HOW TO COMPLETE THIS TASK:
Starting with the line that contains "Objective — drop a marker on each instance of the pedestrian", set down each line through the end of the entries below, exactly and with nothing added.

DATA SUPPLIED:

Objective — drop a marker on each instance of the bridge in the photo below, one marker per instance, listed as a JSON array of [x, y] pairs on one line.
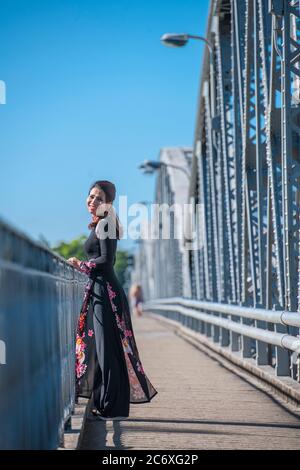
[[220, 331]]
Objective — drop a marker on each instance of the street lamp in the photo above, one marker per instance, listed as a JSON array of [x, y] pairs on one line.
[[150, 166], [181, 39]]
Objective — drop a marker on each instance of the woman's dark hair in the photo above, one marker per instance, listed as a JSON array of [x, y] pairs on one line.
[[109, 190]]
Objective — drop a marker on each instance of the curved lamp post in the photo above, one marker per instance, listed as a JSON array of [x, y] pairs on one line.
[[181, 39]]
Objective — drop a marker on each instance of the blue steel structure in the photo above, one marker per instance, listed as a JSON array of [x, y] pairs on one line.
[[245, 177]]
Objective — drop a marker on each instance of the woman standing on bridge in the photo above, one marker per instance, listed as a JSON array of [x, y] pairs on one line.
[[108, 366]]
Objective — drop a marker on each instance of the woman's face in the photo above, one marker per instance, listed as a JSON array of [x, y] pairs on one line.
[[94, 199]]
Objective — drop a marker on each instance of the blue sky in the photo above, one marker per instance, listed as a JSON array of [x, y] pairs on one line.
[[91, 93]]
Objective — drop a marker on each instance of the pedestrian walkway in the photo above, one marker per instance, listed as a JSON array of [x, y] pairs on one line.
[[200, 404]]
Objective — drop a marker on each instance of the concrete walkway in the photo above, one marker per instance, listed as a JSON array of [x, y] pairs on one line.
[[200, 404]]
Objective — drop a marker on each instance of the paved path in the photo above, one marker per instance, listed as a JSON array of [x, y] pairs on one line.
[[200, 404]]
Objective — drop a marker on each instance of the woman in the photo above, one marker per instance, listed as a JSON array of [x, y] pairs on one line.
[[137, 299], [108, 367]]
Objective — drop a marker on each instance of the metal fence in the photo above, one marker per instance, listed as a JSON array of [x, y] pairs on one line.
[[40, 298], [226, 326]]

SOLUTION FOR THIS TASK:
Objective — drop a marker on each instance of the pedestrian walkway in the photo above, one marker per instance, listed as a JSON array of [x, y] pairs on one line.
[[200, 404]]
Objective — drop a marker on each instance of the concrete walkway in the photo above, one marker per instance, listed as a JSON array of [x, y] pairs on one line.
[[200, 404]]
Objective — drop a marker on each instance of the paved path in the photo above, one marker per instance, listed as a JSON array of [x, y] pairs on one line.
[[200, 404]]
Objective — drop a marker on each instance of the woman in the photo above, one marker per instance, listed as a JSON array of [x, y] pairs on one line.
[[137, 299], [108, 367]]
Objective — drop a marker on each instance of the metal fence in the photo above, one marker per instance, listed as a JSON array of [x, y] pairs on one line.
[[40, 298], [226, 326]]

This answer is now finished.